**** SUPPLIED RECORDS

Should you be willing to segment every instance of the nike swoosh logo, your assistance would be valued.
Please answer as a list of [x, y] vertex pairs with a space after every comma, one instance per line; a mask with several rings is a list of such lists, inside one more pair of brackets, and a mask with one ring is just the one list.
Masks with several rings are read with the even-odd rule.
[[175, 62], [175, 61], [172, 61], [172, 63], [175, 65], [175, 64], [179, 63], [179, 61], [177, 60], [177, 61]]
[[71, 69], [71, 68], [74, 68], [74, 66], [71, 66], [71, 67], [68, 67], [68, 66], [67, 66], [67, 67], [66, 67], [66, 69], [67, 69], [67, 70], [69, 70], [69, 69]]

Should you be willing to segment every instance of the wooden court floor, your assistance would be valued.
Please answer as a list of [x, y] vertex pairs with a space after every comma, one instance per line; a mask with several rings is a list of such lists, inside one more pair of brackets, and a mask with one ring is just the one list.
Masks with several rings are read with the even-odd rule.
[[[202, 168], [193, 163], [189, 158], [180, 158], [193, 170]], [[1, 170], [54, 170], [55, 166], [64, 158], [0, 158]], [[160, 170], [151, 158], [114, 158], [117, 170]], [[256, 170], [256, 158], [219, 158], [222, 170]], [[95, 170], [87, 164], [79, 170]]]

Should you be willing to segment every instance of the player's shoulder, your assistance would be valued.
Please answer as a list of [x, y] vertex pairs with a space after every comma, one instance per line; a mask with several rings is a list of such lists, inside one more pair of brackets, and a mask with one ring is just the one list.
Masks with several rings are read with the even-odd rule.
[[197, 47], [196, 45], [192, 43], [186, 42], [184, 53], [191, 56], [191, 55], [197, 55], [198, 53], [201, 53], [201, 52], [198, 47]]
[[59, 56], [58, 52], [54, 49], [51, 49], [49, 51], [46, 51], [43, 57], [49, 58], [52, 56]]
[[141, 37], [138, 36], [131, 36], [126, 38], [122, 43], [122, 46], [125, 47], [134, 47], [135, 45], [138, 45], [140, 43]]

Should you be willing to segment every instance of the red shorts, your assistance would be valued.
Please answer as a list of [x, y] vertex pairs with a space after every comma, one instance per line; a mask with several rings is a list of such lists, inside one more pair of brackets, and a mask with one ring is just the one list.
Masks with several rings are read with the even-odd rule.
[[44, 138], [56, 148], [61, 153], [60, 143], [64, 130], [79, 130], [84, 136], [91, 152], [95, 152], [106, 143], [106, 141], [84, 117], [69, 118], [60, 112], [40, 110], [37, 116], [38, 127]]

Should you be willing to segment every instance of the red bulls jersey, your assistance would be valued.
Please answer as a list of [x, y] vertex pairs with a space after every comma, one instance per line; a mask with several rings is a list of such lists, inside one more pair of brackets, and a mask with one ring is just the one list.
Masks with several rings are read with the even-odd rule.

********

Convert all of the lines above into a Markdown table with two columns, Row and Line. Give each line its own numbered row and skip the blank lines.

- _WRITTEN ANSWER_
| Row | Line |
|---|---|
| 1 | Should you be willing to segment every instance of the nike swoosh logo, your assistance would be valued. |
| 2 | Please answer as a list of [x, y] vertex pairs with a space after every comma, one instance per line; a mask with several rings is a list of such lists, inside one more pair of brackets, and a mask with one ring is just the one list. |
| 3 | Masks with several rings are read with the even-odd rule. |
| 4 | [[175, 62], [175, 61], [172, 61], [172, 63], [175, 65], [175, 64], [179, 63], [179, 61], [177, 60], [177, 61]] |
| 5 | [[71, 69], [71, 68], [74, 68], [74, 66], [71, 66], [71, 67], [68, 67], [68, 66], [67, 66], [67, 67], [66, 67], [66, 69], [67, 69], [67, 70], [69, 70], [69, 69]] |
| 6 | Should you be willing to segment every instance of the wooden court floor, your assistance would be valued. |
| 7 | Please answer as a list of [x, y] vertex pairs with a space after every comma, one instance per line; a mask with several rings is a list of such lists, inside one more pair of brackets, and a mask with one ring is just the one list. |
| 8 | Masks with several rings are read with the even-odd rule. |
| 9 | [[[202, 168], [193, 163], [189, 158], [180, 158], [193, 170]], [[1, 170], [54, 170], [55, 166], [64, 158], [0, 158]], [[160, 170], [151, 158], [114, 158], [117, 170]], [[256, 170], [256, 158], [219, 158], [222, 170]], [[95, 170], [87, 164], [79, 170]]] |
| 10 | Should you be willing to segment every instance of the player's shoulder, your assistance would be valued. |
| 11 | Please answer as a list of [x, y] vertex pairs with a space after every comma, one instance per line; a mask with several rings is a list of such lists, inside one more pair of brackets, and a mask with one ring is just the one list. |
| 12 | Masks with several rings are read with the even-odd rule. |
| 13 | [[197, 47], [196, 45], [192, 43], [186, 42], [184, 53], [191, 56], [191, 55], [197, 55], [198, 53], [201, 53], [201, 52], [198, 47]] |
| 14 | [[59, 56], [58, 52], [54, 49], [51, 49], [49, 51], [46, 51], [43, 57], [49, 58], [52, 56]] |
| 15 | [[141, 37], [138, 36], [131, 36], [126, 38], [122, 43], [122, 46], [125, 47], [134, 47], [135, 45], [138, 45], [140, 43]] |
| 16 | Should you be willing to segment every instance of the red shorts, your assistance would be valued. |
| 17 | Please answer as a list of [x, y] vertex pairs with a space after every comma, one instance per line; a mask with several rings is a list of such lists, inside one more pair of brackets, and a mask with one ring is just the one list. |
| 18 | Masks with several rings are read with the even-odd rule. |
| 19 | [[44, 138], [56, 148], [61, 153], [60, 143], [64, 130], [79, 130], [84, 136], [91, 152], [95, 152], [106, 143], [106, 141], [84, 117], [69, 118], [60, 112], [40, 110], [37, 116], [38, 127]] |
| 20 | Should you be willing to segment every instance of the red bulls jersey, your assistance would be valued. |
| 21 | Please answer as a list of [x, y] vertex pairs with a space after every comma, one instance per line; a mask with several rings is a list of such lists, inside one more pair of brackets, and a mask with one ring is just the one list. |
| 22 | Masks with several rings are read with the even-odd rule. |